• Problem statement: Go through the data line by line. Copy each one holding the string "curved".

(Records for the task)

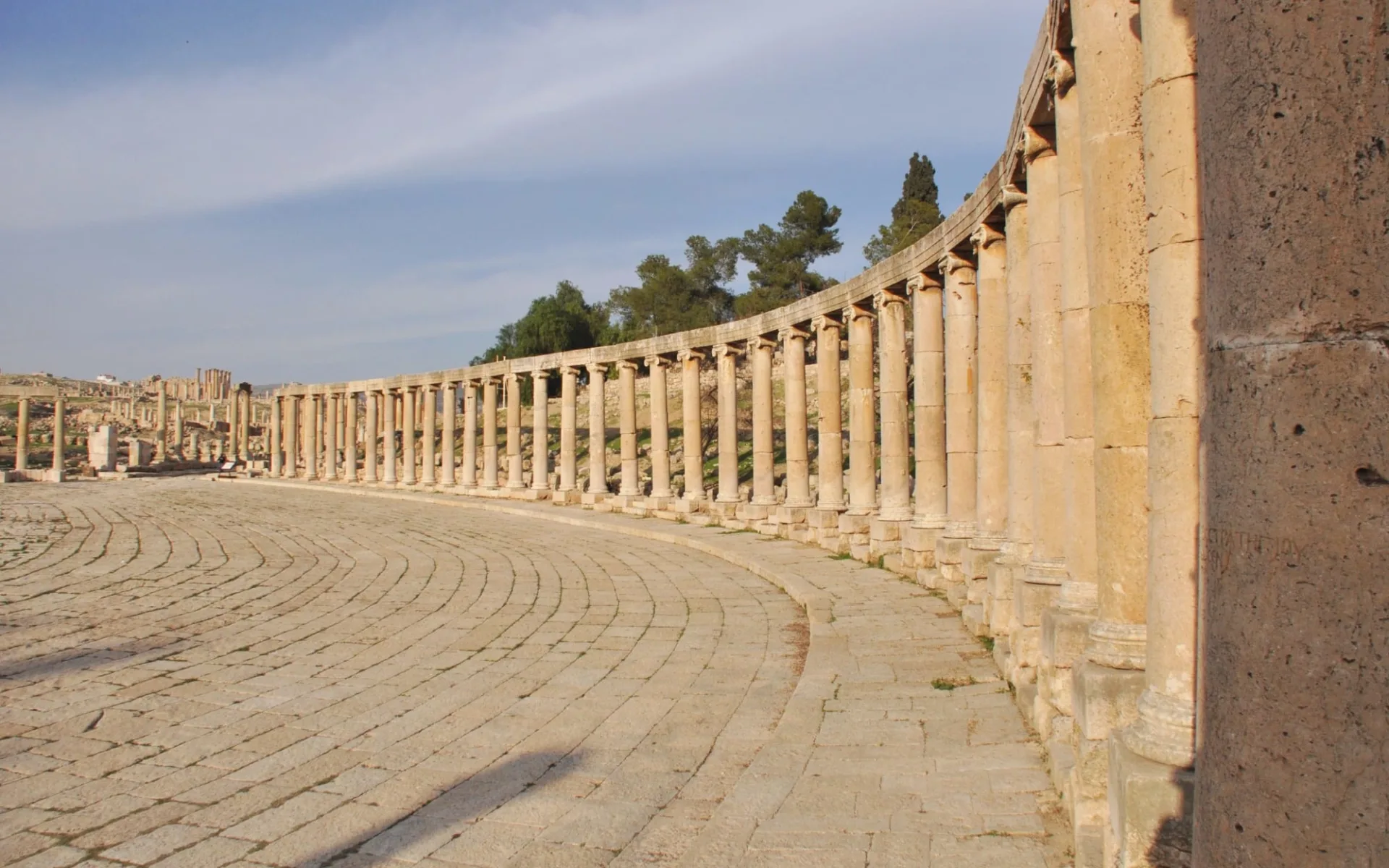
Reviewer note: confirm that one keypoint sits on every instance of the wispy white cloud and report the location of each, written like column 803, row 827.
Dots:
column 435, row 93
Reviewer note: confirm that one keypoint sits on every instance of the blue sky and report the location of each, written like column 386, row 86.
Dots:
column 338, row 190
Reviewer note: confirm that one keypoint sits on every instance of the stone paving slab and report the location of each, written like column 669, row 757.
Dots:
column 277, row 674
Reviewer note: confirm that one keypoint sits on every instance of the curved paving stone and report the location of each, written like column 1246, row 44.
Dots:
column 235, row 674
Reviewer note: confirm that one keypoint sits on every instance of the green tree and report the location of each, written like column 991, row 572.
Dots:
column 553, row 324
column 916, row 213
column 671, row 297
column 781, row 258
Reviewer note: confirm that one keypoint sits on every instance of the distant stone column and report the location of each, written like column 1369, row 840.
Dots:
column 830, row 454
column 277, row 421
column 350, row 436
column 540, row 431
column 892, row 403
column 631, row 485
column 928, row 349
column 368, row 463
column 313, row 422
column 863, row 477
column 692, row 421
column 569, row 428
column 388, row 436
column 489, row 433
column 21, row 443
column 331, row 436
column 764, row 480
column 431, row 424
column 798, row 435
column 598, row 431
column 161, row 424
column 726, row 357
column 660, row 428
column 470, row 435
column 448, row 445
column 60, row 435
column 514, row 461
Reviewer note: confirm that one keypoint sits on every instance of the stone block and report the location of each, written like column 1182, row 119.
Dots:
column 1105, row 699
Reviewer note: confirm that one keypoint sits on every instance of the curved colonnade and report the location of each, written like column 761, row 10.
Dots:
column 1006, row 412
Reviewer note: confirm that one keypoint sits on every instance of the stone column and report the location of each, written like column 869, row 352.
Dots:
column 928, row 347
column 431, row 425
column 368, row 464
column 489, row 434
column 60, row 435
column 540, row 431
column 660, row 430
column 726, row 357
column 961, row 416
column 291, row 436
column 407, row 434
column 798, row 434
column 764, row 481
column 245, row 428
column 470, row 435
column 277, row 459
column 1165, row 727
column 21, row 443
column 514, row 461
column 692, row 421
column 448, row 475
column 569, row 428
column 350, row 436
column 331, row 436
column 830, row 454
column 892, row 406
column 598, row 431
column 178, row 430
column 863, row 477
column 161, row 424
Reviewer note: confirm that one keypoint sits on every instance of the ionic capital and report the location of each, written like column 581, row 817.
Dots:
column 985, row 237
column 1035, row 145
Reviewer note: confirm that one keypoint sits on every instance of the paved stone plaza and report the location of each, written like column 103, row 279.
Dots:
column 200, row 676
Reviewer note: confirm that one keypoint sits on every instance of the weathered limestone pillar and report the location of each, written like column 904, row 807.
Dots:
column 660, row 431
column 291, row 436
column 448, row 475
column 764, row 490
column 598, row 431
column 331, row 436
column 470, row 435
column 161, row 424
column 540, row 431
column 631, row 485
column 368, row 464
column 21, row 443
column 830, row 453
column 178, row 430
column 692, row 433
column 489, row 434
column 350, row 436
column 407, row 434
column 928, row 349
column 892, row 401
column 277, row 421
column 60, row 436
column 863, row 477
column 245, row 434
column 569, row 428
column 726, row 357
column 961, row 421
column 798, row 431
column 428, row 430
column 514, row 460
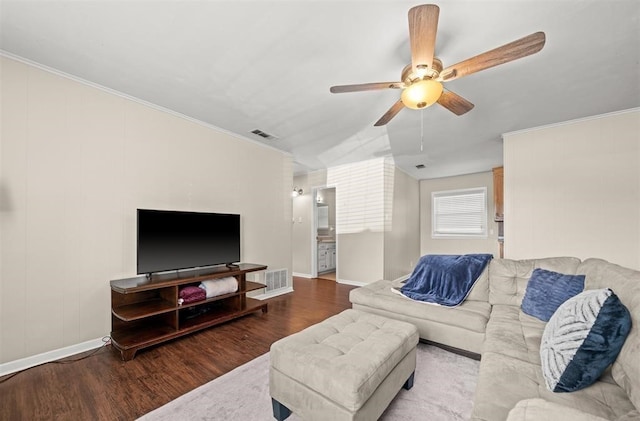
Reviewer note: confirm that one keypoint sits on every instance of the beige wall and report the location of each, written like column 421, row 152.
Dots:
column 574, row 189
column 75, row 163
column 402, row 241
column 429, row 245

(End Records for the task)

• Exercise response:
Reviewer note: confirm that one keypoint sits on every instance of the curved paving stone and report the location of each, written like column 1246, row 44.
Reviewer note: confirm that one keypoint sits on every instance of the curved colonnade and report the location of each, written like column 761, row 10.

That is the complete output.